## What the exercise asks:
Write out the material exactly, leaving every picture behind.

## Provided data:
::::::::
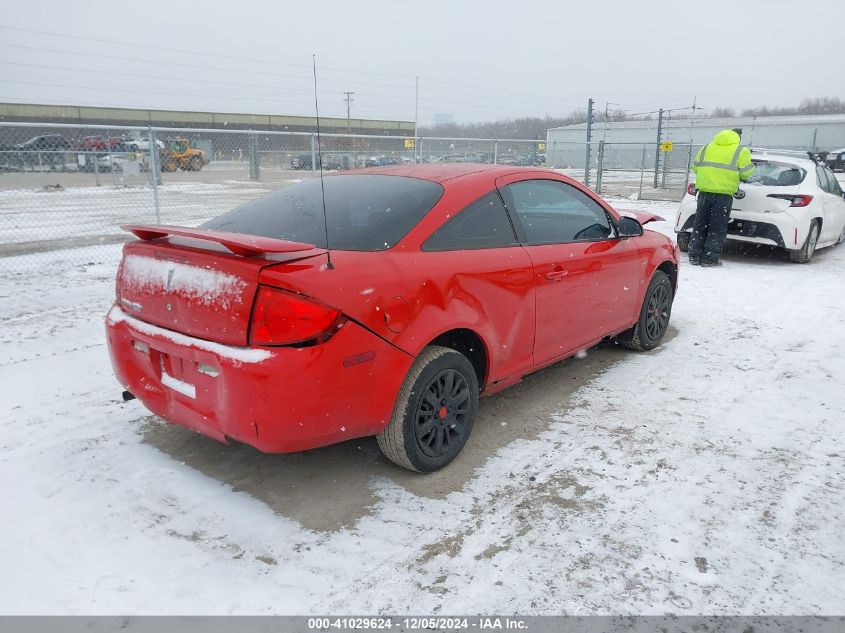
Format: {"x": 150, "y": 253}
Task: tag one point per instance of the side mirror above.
{"x": 629, "y": 227}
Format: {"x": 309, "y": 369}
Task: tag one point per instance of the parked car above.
{"x": 101, "y": 143}
{"x": 434, "y": 292}
{"x": 330, "y": 161}
{"x": 142, "y": 145}
{"x": 835, "y": 160}
{"x": 380, "y": 161}
{"x": 791, "y": 202}
{"x": 105, "y": 162}
{"x": 45, "y": 150}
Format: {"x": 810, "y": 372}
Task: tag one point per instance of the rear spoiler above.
{"x": 238, "y": 243}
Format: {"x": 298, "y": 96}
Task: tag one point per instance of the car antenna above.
{"x": 329, "y": 264}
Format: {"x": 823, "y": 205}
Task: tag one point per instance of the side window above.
{"x": 821, "y": 179}
{"x": 553, "y": 212}
{"x": 833, "y": 184}
{"x": 483, "y": 224}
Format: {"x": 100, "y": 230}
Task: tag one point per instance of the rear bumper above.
{"x": 776, "y": 229}
{"x": 277, "y": 399}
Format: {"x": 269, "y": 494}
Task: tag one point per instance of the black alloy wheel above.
{"x": 659, "y": 306}
{"x": 441, "y": 418}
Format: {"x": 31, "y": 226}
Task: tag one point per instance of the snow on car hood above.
{"x": 643, "y": 217}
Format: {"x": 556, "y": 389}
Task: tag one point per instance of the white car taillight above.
{"x": 795, "y": 200}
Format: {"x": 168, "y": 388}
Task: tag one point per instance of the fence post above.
{"x": 689, "y": 162}
{"x": 155, "y": 173}
{"x": 657, "y": 145}
{"x": 600, "y": 167}
{"x": 642, "y": 172}
{"x": 254, "y": 164}
{"x": 589, "y": 136}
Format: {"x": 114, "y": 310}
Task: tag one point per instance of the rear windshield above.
{"x": 771, "y": 173}
{"x": 364, "y": 212}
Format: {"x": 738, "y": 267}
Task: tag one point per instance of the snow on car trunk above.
{"x": 205, "y": 294}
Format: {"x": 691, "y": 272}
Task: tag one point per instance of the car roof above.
{"x": 804, "y": 163}
{"x": 441, "y": 172}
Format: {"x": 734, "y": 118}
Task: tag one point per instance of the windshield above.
{"x": 364, "y": 213}
{"x": 772, "y": 173}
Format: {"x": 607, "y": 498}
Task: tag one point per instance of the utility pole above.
{"x": 657, "y": 147}
{"x": 589, "y": 136}
{"x": 348, "y": 98}
{"x": 416, "y": 117}
{"x": 607, "y": 105}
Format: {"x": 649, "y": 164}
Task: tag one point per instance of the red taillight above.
::::::::
## Response to the exercise:
Format: {"x": 150, "y": 253}
Task: tag one point per instance of the side mirror above.
{"x": 629, "y": 227}
Format: {"x": 309, "y": 369}
Task: tag one point per instance of the parked car above.
{"x": 101, "y": 143}
{"x": 434, "y": 292}
{"x": 330, "y": 161}
{"x": 142, "y": 145}
{"x": 835, "y": 160}
{"x": 380, "y": 161}
{"x": 791, "y": 202}
{"x": 105, "y": 162}
{"x": 45, "y": 150}
Format: {"x": 810, "y": 372}
Task: tag one point per instance of the rear spoiler above.
{"x": 238, "y": 243}
Format: {"x": 298, "y": 96}
Task: tag one point per instance of the car antenna above.
{"x": 329, "y": 264}
Format: {"x": 823, "y": 205}
Task: tag one point per instance of the side window above.
{"x": 821, "y": 179}
{"x": 553, "y": 212}
{"x": 833, "y": 184}
{"x": 483, "y": 224}
Format: {"x": 100, "y": 230}
Task: tag one point per instance of the rear bumper above.
{"x": 776, "y": 229}
{"x": 277, "y": 399}
Format: {"x": 269, "y": 494}
Task: tag one point per instance of the black alloy wheel above.
{"x": 659, "y": 306}
{"x": 441, "y": 418}
Format: {"x": 31, "y": 226}
Task: tag one point per instance of the snow on car hood above.
{"x": 643, "y": 217}
Format: {"x": 556, "y": 389}
Task: tag one point per instance of the white car taillight above.
{"x": 795, "y": 200}
Format: {"x": 168, "y": 388}
Task: tag one point per instance of the fence post above.
{"x": 689, "y": 162}
{"x": 155, "y": 173}
{"x": 657, "y": 145}
{"x": 600, "y": 167}
{"x": 642, "y": 172}
{"x": 254, "y": 164}
{"x": 589, "y": 136}
Format: {"x": 114, "y": 310}
Task: tag one point per instance of the rear windshield above.
{"x": 771, "y": 173}
{"x": 364, "y": 212}
Format: {"x": 738, "y": 267}
Task: tag one point per instance of the snow on car trunk above.
{"x": 205, "y": 294}
Format: {"x": 691, "y": 272}
Task: tag one point per instance of the car roof above.
{"x": 804, "y": 163}
{"x": 441, "y": 172}
Format: {"x": 734, "y": 118}
Task: tag one point per instance of the windshield above.
{"x": 364, "y": 213}
{"x": 772, "y": 173}
Format: {"x": 607, "y": 498}
Task: tag one point per instance of the utility pole above.
{"x": 657, "y": 147}
{"x": 589, "y": 136}
{"x": 348, "y": 98}
{"x": 416, "y": 117}
{"x": 607, "y": 105}
Format: {"x": 649, "y": 164}
Task: tag one point per instance of the red taillight above.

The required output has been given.